- [Dataset extract]
□ □ □ □
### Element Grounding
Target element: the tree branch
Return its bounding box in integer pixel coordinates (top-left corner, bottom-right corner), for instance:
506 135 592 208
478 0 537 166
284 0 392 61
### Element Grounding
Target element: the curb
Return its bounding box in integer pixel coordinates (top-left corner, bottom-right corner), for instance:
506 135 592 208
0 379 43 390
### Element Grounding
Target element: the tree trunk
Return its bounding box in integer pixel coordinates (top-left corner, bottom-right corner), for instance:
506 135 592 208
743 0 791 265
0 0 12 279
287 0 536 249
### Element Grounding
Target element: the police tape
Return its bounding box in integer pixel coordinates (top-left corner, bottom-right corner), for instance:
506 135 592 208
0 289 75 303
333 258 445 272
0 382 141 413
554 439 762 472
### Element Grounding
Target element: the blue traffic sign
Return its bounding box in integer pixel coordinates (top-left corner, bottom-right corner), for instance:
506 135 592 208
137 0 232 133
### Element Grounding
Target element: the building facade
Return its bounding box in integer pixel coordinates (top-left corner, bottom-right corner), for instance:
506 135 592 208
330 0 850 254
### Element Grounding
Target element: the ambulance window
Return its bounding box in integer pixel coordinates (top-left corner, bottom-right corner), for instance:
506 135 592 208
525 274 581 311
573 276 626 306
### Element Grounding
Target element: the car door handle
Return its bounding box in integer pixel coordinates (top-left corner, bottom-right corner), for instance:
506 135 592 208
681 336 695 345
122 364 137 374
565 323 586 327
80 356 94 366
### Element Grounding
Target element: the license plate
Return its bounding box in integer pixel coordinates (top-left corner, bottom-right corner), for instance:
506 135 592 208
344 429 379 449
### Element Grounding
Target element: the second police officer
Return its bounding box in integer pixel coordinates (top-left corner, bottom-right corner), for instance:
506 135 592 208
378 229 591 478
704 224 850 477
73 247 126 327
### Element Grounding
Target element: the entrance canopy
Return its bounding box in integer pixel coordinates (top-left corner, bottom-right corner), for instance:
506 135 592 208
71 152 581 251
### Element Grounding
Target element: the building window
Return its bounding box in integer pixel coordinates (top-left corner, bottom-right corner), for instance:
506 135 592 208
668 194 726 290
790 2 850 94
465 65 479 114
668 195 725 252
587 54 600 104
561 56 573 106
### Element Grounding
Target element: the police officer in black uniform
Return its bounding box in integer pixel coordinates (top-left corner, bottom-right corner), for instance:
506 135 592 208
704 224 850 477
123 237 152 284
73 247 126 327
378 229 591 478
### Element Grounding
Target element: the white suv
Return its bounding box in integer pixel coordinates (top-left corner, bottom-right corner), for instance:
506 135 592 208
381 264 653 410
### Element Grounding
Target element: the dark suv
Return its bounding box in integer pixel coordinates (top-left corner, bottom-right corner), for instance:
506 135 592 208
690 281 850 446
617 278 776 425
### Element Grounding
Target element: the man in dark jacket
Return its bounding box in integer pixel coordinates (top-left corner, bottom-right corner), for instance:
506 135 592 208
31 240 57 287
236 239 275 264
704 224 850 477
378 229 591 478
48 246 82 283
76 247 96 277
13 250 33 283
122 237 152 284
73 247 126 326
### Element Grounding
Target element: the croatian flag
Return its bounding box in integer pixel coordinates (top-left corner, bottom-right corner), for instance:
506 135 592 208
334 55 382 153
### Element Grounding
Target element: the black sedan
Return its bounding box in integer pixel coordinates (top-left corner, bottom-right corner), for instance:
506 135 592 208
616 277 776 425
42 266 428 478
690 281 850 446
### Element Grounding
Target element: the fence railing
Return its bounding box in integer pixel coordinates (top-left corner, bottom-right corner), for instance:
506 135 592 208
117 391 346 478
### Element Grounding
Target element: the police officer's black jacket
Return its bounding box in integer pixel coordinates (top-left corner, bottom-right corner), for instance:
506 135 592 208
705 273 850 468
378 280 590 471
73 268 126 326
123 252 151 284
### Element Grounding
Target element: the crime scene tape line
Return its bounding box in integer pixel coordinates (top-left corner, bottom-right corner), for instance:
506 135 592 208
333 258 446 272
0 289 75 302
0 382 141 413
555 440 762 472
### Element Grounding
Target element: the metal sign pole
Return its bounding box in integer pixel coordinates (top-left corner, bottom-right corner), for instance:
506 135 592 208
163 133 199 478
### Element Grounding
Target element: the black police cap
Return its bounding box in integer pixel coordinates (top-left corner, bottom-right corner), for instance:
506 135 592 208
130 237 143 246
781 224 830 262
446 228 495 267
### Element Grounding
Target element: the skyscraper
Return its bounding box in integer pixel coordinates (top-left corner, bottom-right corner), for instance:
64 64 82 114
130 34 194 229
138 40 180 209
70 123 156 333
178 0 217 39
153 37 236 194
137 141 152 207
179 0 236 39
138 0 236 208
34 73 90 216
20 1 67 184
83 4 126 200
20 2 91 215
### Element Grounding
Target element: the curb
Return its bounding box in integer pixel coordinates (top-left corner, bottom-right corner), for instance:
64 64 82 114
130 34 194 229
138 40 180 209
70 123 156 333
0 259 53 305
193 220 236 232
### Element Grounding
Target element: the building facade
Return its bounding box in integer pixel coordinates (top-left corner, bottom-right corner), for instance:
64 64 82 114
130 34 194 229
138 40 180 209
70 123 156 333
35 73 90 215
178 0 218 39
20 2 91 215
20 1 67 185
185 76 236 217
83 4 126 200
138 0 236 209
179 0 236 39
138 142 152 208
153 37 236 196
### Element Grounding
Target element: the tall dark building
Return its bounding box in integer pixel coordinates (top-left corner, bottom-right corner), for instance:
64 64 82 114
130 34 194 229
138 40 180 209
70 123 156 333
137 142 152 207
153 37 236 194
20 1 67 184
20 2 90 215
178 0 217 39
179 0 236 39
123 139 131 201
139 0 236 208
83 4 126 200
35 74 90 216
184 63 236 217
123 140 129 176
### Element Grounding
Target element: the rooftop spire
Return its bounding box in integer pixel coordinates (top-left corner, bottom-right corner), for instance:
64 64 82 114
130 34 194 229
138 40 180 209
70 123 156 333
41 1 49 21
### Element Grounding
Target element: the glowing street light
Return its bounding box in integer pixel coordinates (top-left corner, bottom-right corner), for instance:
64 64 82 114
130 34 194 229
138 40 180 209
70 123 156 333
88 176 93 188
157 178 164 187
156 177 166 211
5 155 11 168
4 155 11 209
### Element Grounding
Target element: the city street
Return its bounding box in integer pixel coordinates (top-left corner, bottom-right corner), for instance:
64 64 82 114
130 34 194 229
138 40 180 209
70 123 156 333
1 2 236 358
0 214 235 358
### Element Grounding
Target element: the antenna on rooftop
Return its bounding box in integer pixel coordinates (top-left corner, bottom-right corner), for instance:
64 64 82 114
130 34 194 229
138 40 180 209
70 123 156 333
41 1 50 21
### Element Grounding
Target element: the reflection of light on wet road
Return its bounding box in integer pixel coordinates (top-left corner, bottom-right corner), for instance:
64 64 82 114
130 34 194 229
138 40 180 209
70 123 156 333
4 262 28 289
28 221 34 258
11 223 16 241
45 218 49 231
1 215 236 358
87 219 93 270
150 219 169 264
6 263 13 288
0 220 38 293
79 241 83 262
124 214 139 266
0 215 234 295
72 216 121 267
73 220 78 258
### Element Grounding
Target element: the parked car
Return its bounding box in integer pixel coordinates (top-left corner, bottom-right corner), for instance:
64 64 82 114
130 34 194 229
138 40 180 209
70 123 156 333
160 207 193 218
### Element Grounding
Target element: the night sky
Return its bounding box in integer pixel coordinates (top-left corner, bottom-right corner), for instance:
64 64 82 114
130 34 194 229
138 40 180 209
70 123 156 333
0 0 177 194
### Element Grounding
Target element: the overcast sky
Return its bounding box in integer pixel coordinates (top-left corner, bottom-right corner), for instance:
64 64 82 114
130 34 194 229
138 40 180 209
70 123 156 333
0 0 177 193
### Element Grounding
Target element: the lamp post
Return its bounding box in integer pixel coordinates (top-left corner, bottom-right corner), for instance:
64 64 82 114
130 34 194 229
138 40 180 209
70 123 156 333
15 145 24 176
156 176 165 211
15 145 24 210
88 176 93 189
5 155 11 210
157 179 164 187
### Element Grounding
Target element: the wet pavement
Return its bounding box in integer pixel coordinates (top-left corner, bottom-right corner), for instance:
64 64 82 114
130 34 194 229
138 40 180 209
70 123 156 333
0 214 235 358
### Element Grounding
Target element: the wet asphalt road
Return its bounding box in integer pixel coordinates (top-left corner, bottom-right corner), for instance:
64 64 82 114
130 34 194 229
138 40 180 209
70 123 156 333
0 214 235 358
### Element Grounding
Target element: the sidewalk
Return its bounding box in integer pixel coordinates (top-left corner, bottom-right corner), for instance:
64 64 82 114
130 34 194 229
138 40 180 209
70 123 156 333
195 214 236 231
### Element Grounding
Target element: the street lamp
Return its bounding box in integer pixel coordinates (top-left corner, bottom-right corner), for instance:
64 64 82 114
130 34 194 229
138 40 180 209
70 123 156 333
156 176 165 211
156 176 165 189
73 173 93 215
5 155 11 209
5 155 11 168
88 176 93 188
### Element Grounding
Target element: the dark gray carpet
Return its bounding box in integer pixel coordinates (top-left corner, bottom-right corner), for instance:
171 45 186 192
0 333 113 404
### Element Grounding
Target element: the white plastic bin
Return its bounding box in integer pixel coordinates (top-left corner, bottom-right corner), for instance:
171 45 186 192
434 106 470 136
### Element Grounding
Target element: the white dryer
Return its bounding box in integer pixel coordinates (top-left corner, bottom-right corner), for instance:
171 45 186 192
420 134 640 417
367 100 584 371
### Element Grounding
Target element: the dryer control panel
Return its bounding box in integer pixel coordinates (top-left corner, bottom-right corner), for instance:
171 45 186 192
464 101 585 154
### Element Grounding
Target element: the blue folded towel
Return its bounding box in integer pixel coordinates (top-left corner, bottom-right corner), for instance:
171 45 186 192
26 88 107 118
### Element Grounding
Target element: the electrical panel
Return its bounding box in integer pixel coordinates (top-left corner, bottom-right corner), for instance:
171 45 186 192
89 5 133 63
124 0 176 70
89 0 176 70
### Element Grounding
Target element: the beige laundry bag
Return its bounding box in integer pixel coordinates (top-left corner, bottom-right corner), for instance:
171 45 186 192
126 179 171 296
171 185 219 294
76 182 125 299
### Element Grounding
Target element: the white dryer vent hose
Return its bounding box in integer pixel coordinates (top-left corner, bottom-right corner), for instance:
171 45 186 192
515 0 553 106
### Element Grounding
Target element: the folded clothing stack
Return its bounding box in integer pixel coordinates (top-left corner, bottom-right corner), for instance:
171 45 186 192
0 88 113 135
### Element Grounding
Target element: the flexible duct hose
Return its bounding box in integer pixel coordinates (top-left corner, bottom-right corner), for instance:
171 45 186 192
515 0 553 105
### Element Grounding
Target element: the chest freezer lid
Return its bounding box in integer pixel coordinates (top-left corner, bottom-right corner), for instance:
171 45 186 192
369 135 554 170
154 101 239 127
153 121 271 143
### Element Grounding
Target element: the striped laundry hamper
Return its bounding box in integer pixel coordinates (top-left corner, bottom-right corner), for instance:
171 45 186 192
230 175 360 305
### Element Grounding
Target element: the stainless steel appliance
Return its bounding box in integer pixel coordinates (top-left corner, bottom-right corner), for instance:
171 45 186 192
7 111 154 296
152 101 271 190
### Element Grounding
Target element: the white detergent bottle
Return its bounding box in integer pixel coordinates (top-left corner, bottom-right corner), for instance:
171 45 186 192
□ □ □ □
- [Exercise directions] Print the listing above from its first line through the line with "Target element: the second police officer", and stop there.

- [Response]
### Element Grounding
Target element: the tree branch
Return its bounding box in integer pixel coordinates (top-left corner, bottom-right corner), for instance:
506 135 592 208
478 0 537 166
284 0 392 61
### Element Grounding
Target element: the curb
Return its bounding box in integer pixel coordinates (top-left corner, bottom-right corner), for instance:
506 135 592 208
0 379 43 390
### Element Grounding
Target element: the tree trunk
Return its bounding box in integer pixel coordinates (top-left corner, bottom-right corner), for instance:
506 135 592 208
743 0 791 265
0 0 12 279
287 0 536 249
### Element Grounding
Target element: the police tape
Return its bounding box in integer pixel coordinates (top-left corner, bottom-right corner), for instance:
506 135 592 208
0 289 75 303
333 258 445 272
0 382 141 413
554 439 762 472
### Element Grounding
Target element: the blue traffic sign
Return its bounding box in integer pixel coordinates (top-left corner, bottom-right corner), for instance:
506 135 592 208
137 0 232 133
### Element Grounding
Target element: the building facade
Return its bounding box in integer pixel coordinates (top-left corner, bottom-right corner), for instance:
506 135 592 208
330 0 850 254
### Element Grounding
Target element: the ambulance window
Return its bounding box in integer pixel coordinates (top-left corner, bottom-right corner), for instance:
506 135 592 208
525 274 581 311
573 276 626 306
### Element Grounding
Target element: the car door handle
Return its bounding box in integer pixel coordinates (top-left corner, bottom-right corner), for instance:
506 135 592 208
681 336 695 345
122 364 137 374
565 323 586 327
80 356 94 366
### Element Grounding
Target element: the license plate
Return its bounding box in integer pixel coordinates (top-left corner, bottom-right corner), for instance:
506 135 592 208
344 429 379 449
### Element Grounding
Target element: the second police officer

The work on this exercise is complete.